Task
Up through the line that contains "positive clicks: (285, 516) (215, 503)", retype the entries exactly, beginning at the very first line.

Given information
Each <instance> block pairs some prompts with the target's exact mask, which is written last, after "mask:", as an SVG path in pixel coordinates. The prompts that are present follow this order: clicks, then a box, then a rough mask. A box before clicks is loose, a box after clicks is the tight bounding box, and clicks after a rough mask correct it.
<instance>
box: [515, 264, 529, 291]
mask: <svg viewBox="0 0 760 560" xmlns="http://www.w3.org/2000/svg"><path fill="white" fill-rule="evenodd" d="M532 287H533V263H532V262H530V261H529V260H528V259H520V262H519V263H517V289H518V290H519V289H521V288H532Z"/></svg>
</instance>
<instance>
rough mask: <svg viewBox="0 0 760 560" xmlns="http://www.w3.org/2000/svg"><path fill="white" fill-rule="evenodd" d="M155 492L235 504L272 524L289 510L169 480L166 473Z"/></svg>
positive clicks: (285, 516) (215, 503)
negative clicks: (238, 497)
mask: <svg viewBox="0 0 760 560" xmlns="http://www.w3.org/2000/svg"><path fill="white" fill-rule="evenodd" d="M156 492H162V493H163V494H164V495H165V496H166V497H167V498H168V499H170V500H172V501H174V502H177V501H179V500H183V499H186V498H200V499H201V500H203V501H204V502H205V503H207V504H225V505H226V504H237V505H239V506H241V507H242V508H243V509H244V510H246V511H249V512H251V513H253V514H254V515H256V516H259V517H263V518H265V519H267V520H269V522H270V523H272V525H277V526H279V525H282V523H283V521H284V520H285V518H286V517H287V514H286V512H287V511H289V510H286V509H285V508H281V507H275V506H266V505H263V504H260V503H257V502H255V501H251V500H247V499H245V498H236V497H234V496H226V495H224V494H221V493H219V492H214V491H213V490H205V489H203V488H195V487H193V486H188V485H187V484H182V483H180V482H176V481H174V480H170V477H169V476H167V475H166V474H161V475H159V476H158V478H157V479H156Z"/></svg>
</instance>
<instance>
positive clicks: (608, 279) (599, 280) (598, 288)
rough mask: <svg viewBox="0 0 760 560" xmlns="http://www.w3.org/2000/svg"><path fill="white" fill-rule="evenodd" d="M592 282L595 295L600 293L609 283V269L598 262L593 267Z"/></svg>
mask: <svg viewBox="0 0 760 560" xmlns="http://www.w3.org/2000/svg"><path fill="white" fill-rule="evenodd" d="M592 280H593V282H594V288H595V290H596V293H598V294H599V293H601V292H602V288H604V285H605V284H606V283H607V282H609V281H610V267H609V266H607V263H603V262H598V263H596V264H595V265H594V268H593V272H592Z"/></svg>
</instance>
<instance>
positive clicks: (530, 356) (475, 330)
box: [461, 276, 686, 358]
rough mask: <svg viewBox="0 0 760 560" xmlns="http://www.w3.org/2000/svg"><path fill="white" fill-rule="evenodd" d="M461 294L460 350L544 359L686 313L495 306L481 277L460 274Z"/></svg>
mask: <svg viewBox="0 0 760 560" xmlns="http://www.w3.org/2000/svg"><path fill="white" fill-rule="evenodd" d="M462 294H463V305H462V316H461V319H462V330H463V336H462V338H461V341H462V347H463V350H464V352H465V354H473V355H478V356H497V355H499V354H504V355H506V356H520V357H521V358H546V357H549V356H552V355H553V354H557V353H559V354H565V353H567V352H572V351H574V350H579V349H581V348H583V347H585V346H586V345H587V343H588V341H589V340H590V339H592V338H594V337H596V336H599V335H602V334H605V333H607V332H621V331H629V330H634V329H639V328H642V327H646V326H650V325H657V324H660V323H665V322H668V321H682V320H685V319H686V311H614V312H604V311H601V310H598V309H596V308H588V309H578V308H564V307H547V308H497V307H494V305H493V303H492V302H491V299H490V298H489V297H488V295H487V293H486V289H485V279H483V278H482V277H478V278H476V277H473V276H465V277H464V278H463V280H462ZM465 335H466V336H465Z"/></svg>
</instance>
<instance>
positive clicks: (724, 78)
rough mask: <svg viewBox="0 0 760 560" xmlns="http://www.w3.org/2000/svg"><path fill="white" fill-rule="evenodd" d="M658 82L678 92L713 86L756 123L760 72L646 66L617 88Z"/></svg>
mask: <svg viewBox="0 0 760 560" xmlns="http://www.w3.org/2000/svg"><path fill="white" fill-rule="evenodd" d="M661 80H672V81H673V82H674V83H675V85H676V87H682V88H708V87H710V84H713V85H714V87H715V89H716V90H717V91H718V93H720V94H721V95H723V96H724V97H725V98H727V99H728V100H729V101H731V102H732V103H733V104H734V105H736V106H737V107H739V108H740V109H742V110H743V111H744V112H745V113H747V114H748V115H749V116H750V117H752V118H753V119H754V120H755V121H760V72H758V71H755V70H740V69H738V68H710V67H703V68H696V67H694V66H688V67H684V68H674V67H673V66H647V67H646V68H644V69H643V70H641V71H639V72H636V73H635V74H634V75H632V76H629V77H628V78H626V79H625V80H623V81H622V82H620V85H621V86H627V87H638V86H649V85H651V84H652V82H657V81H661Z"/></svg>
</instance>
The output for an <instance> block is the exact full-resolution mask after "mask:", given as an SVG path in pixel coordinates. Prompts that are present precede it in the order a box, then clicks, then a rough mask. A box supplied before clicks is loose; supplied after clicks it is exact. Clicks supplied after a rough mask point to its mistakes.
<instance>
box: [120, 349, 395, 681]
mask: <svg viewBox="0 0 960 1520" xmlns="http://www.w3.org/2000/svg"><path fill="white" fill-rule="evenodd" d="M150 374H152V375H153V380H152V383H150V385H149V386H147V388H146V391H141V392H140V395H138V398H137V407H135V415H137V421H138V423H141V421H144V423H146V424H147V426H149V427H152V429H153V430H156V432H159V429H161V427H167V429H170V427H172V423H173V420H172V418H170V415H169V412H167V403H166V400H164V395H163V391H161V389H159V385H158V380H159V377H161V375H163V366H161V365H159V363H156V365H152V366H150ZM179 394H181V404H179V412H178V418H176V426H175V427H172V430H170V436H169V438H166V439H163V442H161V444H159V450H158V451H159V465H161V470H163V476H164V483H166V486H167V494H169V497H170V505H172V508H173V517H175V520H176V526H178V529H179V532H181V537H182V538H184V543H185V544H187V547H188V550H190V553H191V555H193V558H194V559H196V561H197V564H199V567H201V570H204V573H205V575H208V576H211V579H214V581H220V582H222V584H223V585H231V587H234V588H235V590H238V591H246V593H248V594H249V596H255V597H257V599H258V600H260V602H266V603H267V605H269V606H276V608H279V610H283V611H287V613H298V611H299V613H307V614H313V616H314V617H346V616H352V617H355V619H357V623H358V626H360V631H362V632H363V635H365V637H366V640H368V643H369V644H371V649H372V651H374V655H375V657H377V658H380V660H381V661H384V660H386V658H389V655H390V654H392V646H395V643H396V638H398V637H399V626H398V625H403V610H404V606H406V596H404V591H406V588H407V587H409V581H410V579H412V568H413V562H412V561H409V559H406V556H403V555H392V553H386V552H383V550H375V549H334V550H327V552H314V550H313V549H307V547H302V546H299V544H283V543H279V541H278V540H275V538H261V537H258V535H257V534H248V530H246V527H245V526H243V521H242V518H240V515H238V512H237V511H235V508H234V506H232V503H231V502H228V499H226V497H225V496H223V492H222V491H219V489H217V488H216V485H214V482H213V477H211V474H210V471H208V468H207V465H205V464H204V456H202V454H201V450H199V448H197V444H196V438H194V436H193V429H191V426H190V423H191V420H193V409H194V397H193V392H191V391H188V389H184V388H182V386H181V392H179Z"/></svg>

Result of the exercise
Each <instance> block pairs some prompts with the target's exact mask, which is written last, after "mask:", as an SVG path in pixel coordinates. The prompts that are present follow this order: clicks, then a box, then a rough mask. A box before clicks is loose, a box after clicks is the tight bounding box, and clicks after a rough mask correct it.
<instance>
box: [515, 264, 529, 291]
mask: <svg viewBox="0 0 760 560" xmlns="http://www.w3.org/2000/svg"><path fill="white" fill-rule="evenodd" d="M532 287H533V263H532V262H530V261H529V260H528V259H520V262H519V263H517V289H518V290H519V289H521V288H532Z"/></svg>
</instance>
<instance>
rough mask: <svg viewBox="0 0 760 560" xmlns="http://www.w3.org/2000/svg"><path fill="white" fill-rule="evenodd" d="M155 492L235 504L272 524L289 510L169 480L166 473Z"/></svg>
positive clicks: (285, 516) (215, 503)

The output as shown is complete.